What to produce: Print the items below word for word, starting at the very beginning and stopping after the line that contains "Query: dirt path".

Dataset excerpts:

--*--

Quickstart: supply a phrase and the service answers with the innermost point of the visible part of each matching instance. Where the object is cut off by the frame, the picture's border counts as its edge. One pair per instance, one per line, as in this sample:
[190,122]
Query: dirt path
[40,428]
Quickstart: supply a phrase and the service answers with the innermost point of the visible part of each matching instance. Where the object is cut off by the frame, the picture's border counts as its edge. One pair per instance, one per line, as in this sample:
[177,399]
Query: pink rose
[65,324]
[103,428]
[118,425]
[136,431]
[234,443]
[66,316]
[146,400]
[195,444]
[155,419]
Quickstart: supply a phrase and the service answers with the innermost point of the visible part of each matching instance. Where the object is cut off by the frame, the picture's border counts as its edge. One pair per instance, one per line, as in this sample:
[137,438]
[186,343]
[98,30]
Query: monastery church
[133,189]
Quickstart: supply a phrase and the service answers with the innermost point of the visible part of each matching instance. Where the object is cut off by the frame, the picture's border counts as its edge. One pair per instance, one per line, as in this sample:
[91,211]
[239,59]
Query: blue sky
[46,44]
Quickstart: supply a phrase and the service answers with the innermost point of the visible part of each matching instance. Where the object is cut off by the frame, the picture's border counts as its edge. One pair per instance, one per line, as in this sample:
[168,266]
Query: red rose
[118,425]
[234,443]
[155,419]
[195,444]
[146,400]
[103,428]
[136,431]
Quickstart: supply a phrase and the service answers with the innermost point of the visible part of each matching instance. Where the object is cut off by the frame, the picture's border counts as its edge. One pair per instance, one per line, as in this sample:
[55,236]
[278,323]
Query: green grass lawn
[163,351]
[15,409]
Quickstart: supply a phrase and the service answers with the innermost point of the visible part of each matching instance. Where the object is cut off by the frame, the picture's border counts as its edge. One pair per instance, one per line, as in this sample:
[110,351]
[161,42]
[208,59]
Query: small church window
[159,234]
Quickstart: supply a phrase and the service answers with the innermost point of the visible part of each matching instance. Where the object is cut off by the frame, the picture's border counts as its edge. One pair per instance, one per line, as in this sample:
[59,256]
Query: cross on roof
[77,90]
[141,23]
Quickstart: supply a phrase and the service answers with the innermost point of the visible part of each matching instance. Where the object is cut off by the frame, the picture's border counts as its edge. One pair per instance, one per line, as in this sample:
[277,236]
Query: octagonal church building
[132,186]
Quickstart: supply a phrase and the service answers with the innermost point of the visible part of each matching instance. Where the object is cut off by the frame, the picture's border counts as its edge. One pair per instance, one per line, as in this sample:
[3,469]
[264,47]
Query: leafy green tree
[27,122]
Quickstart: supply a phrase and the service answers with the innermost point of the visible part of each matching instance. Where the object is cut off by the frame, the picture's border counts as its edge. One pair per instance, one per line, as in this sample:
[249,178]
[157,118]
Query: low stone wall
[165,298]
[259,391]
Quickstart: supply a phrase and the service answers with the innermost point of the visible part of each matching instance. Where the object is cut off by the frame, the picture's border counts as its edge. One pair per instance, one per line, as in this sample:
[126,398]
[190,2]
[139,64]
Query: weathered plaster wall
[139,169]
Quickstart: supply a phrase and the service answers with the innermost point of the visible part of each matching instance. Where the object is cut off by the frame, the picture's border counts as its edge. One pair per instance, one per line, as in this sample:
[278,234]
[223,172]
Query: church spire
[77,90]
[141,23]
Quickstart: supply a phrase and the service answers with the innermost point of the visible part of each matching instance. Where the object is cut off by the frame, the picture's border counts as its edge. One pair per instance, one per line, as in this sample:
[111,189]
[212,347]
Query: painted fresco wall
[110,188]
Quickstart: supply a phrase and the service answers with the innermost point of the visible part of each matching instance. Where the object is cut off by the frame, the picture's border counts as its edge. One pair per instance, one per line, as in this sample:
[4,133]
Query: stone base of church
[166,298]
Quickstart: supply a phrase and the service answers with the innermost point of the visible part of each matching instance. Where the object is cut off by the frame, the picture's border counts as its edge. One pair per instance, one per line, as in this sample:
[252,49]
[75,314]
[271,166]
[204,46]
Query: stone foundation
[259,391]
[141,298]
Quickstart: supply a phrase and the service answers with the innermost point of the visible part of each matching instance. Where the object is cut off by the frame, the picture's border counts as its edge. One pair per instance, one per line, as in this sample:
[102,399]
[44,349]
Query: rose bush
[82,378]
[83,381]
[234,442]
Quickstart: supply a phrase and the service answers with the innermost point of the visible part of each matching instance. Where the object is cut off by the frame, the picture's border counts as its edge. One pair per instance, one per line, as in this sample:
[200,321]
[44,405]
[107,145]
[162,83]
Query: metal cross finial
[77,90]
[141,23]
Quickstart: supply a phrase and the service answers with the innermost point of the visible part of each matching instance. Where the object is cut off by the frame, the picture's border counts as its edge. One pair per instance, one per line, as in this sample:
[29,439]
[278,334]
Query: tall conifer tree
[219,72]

--*--

Solution to the problem:
Quickstart: supply a phrase and the service answers with the innermost point of the visible part of each matching instance. Where the object is cut off by the frame, the picture's border counts as its edge. One pair per instance, one per line, as in this sample:
[190,122]
Query: dirt path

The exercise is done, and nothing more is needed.